(Records excerpted from a collection)
▬▬▬▬▬▬▬▬▬▬
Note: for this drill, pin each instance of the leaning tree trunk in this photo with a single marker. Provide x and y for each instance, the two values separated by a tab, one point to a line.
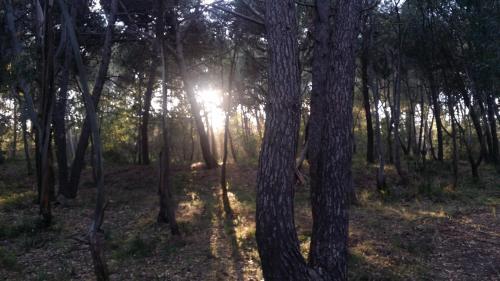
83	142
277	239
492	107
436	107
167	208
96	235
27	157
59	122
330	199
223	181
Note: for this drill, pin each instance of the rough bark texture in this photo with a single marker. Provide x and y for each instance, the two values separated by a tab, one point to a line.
▬▬▬▬▬▬▬▬▬▬
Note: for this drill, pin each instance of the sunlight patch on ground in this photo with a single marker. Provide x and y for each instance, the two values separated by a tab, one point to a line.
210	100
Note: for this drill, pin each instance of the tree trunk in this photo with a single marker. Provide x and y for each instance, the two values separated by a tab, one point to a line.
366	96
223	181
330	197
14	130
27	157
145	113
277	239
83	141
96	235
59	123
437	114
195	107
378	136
▬▬▬▬▬▬▬▬▬▬
About this exercise: An exact transcription is needed of the lines from the one with "Note: for this drill, pin each instance of the leaning" to the one with "Note: for this drill, pin each instance of the rough" above, both ends included, with pictures left out.

Solution to the exercise:
Note: for this drill, pin each instance of the leaning tree trunk in this photo with a single marker. Provide x and y for each instance, the two values separated by a tab, one point to a line.
83	142
277	239
492	107
436	107
167	208
96	235
27	157
59	122
330	199
223	181
Note: for this drill, pin each instance of the rough bark texture in this photo with a single marker. Provide x and y for each instance, the two values separated by a tab, one point to a line.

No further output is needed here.